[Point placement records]
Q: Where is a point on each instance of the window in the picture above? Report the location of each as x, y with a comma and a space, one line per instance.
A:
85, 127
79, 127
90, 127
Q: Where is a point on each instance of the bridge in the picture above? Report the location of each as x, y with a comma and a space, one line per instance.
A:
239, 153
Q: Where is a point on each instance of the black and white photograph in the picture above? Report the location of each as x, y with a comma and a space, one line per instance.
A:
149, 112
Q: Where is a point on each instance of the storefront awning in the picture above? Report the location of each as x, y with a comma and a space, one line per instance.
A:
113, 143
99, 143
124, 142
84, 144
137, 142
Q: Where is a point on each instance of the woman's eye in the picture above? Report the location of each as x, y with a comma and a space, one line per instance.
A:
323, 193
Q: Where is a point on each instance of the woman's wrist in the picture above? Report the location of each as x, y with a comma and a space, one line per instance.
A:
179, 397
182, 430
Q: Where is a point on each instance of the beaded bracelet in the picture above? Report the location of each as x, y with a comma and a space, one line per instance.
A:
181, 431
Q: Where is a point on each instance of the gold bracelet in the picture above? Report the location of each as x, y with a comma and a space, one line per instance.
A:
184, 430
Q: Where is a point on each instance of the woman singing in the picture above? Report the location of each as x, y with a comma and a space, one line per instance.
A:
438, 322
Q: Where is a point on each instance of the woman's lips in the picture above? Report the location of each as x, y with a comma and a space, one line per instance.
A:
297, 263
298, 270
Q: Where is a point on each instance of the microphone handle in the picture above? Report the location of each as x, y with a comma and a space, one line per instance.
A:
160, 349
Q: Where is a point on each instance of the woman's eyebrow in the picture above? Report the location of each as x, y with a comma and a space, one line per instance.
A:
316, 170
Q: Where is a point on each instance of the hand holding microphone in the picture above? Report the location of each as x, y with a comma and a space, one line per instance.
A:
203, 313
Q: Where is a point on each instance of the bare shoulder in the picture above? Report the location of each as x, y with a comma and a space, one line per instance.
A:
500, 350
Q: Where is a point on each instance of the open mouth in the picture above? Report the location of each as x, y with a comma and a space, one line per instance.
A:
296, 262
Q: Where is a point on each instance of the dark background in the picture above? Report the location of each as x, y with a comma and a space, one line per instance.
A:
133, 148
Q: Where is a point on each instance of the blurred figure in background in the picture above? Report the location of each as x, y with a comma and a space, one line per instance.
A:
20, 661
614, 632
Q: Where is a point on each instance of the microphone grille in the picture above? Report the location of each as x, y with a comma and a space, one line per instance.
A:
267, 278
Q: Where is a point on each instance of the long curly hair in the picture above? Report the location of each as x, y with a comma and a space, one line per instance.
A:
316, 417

→ **To be done**
Set down, word for word, every line from the line that holds "Q: Where is a point on each instance of the gold" to the end of the entries above, including both ends.

→ **Response to the task**
Q: Where is a point on each instance of the gold bracelet in the picture above? Report the location of each as x, y with a comma and a space, one line per instance.
A:
184, 430
Q: Where is a point on each instance of the woman singing in the picture above? Report the location of each as x, y with a comma and a space, one line per instance.
A:
438, 322
Q: Where is a point on each instance of the woman's lips in the picture above? Report the location of each as x, y with a comma and a space, one line per instance.
A:
297, 263
298, 270
Q: Where is a point on each instance of the microphone handle in the picture above? Report the location of each as x, y with a comma and a space, one line per instance.
A:
160, 349
Q: Where is a point on each instance of the woman's eyebrow in the picture above? Report the location of each as x, y with a comma and a space, one line per instance.
A:
316, 170
Q: Where is a point on each instance of the hand holding microphone in the picture above? Report the location of each as x, y with a comma and a space, one line per instance.
A:
203, 313
Q: Where is a point on each instance of the bare shoulder in the picture above? Report the location of each as x, y with a comma and a space, one line per instance.
A:
500, 350
Q: Where is a point on each instance of the open mouth in the picture above? Report the location of each as x, y with a comma and a space, one line per instance.
A:
296, 262
Q: Where is a point on each instance of the dark background in the picture above? Report the location of each as x, y with a comma and a space, one line per instance.
A:
133, 148
Q: Where is a point on each instance of the blurred figure in background in the picture above? Report the location of each as x, y with a comma and a space, one line per instance.
A:
20, 661
614, 632
Q: Where is a point on each instance of the microphone grille in the picture above? Report the location of each as x, y with a comma and a space, one line per instance.
A:
267, 278
Q: Where is a point on each instance of the long curly hair in the picture above? Report the location of each as x, y with a comma and a space, one line per instance.
A:
316, 417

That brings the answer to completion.